--- Information given ---

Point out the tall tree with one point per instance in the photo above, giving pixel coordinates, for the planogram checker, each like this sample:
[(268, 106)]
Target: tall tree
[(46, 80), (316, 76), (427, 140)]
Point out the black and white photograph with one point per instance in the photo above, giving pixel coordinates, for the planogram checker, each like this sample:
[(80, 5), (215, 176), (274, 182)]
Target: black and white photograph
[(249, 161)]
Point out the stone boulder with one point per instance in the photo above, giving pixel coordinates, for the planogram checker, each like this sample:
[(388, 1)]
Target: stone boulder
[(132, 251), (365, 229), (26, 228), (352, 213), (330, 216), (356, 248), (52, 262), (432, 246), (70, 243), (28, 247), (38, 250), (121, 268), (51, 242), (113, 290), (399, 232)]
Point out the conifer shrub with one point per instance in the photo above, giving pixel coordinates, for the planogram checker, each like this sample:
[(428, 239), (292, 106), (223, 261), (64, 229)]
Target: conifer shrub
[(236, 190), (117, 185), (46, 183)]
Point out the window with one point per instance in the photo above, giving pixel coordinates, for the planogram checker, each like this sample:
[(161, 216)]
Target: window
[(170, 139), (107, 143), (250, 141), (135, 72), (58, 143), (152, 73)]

---

§ **Problem requirements**
Reproduce all of the material above word for word, keeping every line in its original order.

§ **Response for this exercise**
Point out the tall tree with one point per instance in the photo above, giving pixel coordinates, for the planogram checker, each like this sample:
[(268, 106)]
Target: tall tree
[(46, 80), (316, 76), (427, 140)]
Point out the black and white photograph with one point per instance in the photo above, giving pixel coordinates, for the planogram checker, each like this sample:
[(80, 5), (215, 176), (274, 182)]
Target: black and white photograph
[(249, 161)]
Point out the stone boulder with one point per instance in the photo above, giving pixel coordinates, for the planogram checker, each like this sample:
[(388, 1)]
Target: stone boulder
[(132, 251), (365, 229), (26, 228), (352, 213), (330, 216), (356, 248), (52, 262), (432, 246), (70, 243), (28, 247), (38, 250), (121, 268), (51, 242), (113, 290), (399, 232)]
Point out the conifer shrub with one point per instance in the photo above, giving pixel coordinates, for the planogram checker, each like this sample:
[(428, 239), (292, 106), (223, 261), (64, 229)]
Target: conifer shrub
[(236, 190), (117, 185), (46, 183)]
Point out the window with one point per instance in the photo above, giving pixel coordinates, for the planogram checker, each like this sample:
[(161, 216)]
Target: window
[(170, 139), (107, 143), (250, 141), (135, 72), (58, 143), (152, 73)]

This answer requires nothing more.